# Source
Next: 6 Distributed IPC Up: Unix Communication Facilities Previous: 4 Networking Principles

5 Networking with TCP/IP

This chapter covers
the history and goals of TCP/IP
its underlying concepts
a comparison with the OSI model
a detailed description of checksums and timeouts
some basic UNIX network tools

TCP/IP is the protocol suite for UNIX interprocessor communication. Therefore some knowledge about it is needed. This chapter gives an overview of some aspects of the TCP/IP protocol suite. Chapter 6 describes how this protocol suite can be used from applications for interprocess communication.

5.1 Overview

The TCP/IP or Internet Protocol suite consists of several protocols. The more common ones are:

TCP: The Transmission Control Protocol is a connection-oriented protocol which provides a reliable, full-duplex byte stream. It uses the Internet Protocol to transfer data. TCP is the most used protocol for user processes. This is the reason why the Internet Protocol suite is often called TCP/IP.
UDP: The User Datagram Protocol is an unreliable connectionless protocol for user processes.
ICMP: The Internet Control Message Protocol is used for handling error and control information. It uses the Internet Protocol to exchange data. User processes normally do not need access to ICMP, as ICMP messages are generated and processed by the TCP/IP networking software.
IP: The Internet Protocol is the basic protocol that provides a best effort packet delivery service for UDP, TCP, and ICMP. User processes normally use only TCP or UDP, the direct use of IP is seldom.
ARP: The Address Resolution Protocol maps an Internet address to a hardware address. Only some networks need it.
RARP: The Reverse Address Resolution Protocol maps a hardware address into an Internet address.

Figure 17 illustrates the relationship of these protocols. The following text concentrates mainly on UDP and TCP, as these are directly accessible from user processes.

Figure 17: The Components of the Internet Protocol Suite

The network byte order in the TCP/IP protocol suite is the big endian byte order. This byte order is required for all integer values which are not part of the transmitted data.

As with all layered protocol suites, every protocol layer encapsulates the data from the previous level. This is shown in Figure 18 for data flowing down the protocol stack to the Ethernet level.

Figure 18: Encapsulation of Data as it goes down the Protocol Stack

5.2 TCP/IP compared to the OSI protocol stack

The TCP/IP protocol suite can be compared with the OSI reference model quite easily. Typical TCP/IP applications like ftp, telnet or SMTP cover layers 5 to 7. UDP and TCP are comparable to the transport layer, layer 4. IP and some other protocols cover layer 3, the network layer. Layers 1 and 2 (data link and physical layer) are not defined by the TCP/IP protocol suite. Here Ethernet or other suitable protocols are used. Figures 17 and 19 illustrate the relationship.

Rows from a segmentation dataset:

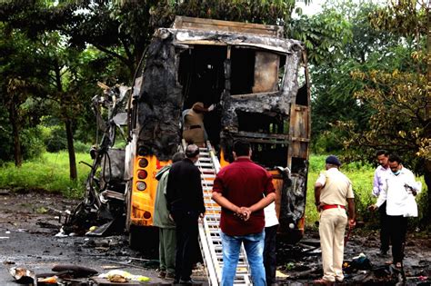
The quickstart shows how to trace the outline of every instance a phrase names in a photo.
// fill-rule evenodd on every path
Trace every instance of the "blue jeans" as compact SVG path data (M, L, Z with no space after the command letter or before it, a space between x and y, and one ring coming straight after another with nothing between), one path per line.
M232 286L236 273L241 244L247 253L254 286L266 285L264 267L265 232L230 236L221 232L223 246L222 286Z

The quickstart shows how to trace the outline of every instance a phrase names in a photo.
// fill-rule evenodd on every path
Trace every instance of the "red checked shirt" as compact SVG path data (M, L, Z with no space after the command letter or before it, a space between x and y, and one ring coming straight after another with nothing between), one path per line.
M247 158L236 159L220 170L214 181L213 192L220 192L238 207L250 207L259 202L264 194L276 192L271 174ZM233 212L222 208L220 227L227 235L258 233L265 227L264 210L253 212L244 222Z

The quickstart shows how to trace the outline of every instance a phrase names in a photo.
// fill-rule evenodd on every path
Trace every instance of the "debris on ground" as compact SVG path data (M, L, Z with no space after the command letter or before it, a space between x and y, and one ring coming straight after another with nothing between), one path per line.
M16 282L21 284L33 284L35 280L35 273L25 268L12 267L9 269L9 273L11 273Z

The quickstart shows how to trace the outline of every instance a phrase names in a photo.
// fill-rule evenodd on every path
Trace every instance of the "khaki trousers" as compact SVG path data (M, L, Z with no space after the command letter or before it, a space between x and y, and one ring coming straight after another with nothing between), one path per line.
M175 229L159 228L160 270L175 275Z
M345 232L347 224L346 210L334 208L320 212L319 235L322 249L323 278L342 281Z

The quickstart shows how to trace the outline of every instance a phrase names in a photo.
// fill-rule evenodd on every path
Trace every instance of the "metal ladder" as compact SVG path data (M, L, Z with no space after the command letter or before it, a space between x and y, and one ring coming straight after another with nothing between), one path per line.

# Tasks to carry out
1. In the TCP/IP chapter, change "Ethernet" to "Token Ring" and write out the passage between "5.2 TCP/IP compared" and "illustrate the relationship.", inclusive.
2. According to the TCP/IP chapter, which byte order serves as the network byte order in the TCP/IP protocol suite?
3. Proceed with the TCP/IP chapter from the point where it stops.

# Answers to the problems
1.
5.2 TCP/IP compared to the OSI protocol stack

The TCP/IP protocol suite can be compared with the OSI reference model quite easily. Typical TCP/IP applications like ftp, telnet or SMTP cover layers 5 to 7. UDP and TCP are comparable to the transport layer, layer 4. IP and some other protocols cover layer 3, the network layer. Layers 1 and 2 (data link and physical layer) are not defined by the TCP/IP protocol suite. Here Token Ring or other suitable protocols are used. Figures 17 and 19 illustrate the relationship.

2. The big endian byte order.

3.
Figure 19: OSI Model versus TCP/IP Protocol

5.3 History and Goals of TCP/IP

The Internet protocol suite, TCP/IP, was developed by the Defense Advanced Research Projects Agency (DARPA) in the mid 1970s, with the architecture and protocols taking their current form around 1977-79.

The technique selected for multiplexing was packet switching, as the applications which should be supported were naturally served by the packet switching paradigm, and the networks which were to be integrated together were packet switched networks.

The top level goal for the DARPA Internet Architecture was to ``develop an effective technique for multiplexed utilization of interconnected networks'' [Clark88]. This goal was reached, and now thousands of networks (connected or not connected to the famous Internet) use the TCP/IP protocol suite.

Second level goals were (in decreasing order of importance): communication must continue despite loss of service; support for multiple types of service; the Internet architecture must accommodate a variety of networks; permit distributed management of resources; be cost effective; permit host attachment with a low-level of effort; and resources used must be accountable.

Especially one goal, the continuing of communication despite loss of service, had a major impact on the design. To achieve this goal, the state information which describes the on-going conversation must be protected. Therefore this information is gathered at the endpoints of communication, no intermediate packet switching nodes need to have any state information.

A detailed review of the design philosophy of the DARPA Internet protocols is given in [Clark88].

5.4 Internet Addresses

Each host on a TCP/IP internet is assigned a unique 32-bit internet or IP address that is used in all communication with that host [Com95]. This address encodes the identification of the network to which a host is attached to (netid) as well as the identification of a host on that network (hostid). Therefore IP addresses do not specify an individual computer, but rather a connection to a network. Five different sized classes A to F of IP addresses exist (see Figure 20). Classes A to C are used to identify hosts.

Figure 20: Internet Address Classes

IP addresses are normally written as four decimal integers separated by decimal points (dotted decimal notation), where each integer corresponds to 8 bit of the 32 bit address. An IP address (binary)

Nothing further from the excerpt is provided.